= Extract provided =

.....

The North America and the Caribbean Handball Confederation (NACHC) is the governing body of the Olympic sport of handball and beach handball in North America and the Caribbean. It is affiliated to the International Handball Federation (IHF).

NACHC has 21 members countries located within North America and the Caribbean. One of the IHF's six continental confederations, the NACHC was formed officially on 13 April 2019 in Santo Domingo (Dominican Republic). The NACHC headquarters is located in Colorado Springs (United States).

History
On 14 January 2018, during the IHF Council meeting, Pan-American Team Handball Federation was suspended by International Handball Federation and was divided into two continental confederations namely the North America and the Caribbean Handball Confederation and the South and Central America Handball Confederation. The IHF Council decision was taken on the fact that there were no signs of development at the level of handball and beach handball in the North American, Central American and the Caribbean countries. There was some development at the South American level but that was also not comparable to the other continents like Europe, Asia and Africa. No team from Americas had ever reached to the semifinal stage of the IHF World Men's Handball Championship and the IHF Men's Junior World Championship. The PATHF appealed to the Court of Arbitration for Sport, and it annulled the IHF's decision.

.....

= Dataset excerpt =
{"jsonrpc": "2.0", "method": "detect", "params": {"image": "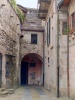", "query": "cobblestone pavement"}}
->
[0,86,72,100]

.....

= The request =
Summarize the text above on the North America and the Caribbean Handball Confederation in two sentences.

= Answer =
The North America and the Caribbean Handball Confederation governs handball and beach handball in North America and the Caribbean, has 21 member countries, and is one of the IHF's six continental confederations, formed officially on 13 April 2019 in Santo Domingo and headquartered in Colorado Springs. It arose after the IHF Council suspended the Pan-American Team Handball Federation on 14 January 2018 and split it into two confederations, citing a lack of development in the region, though the Court of Arbitration for Sport later annulled that decision on the PATHF's appeal.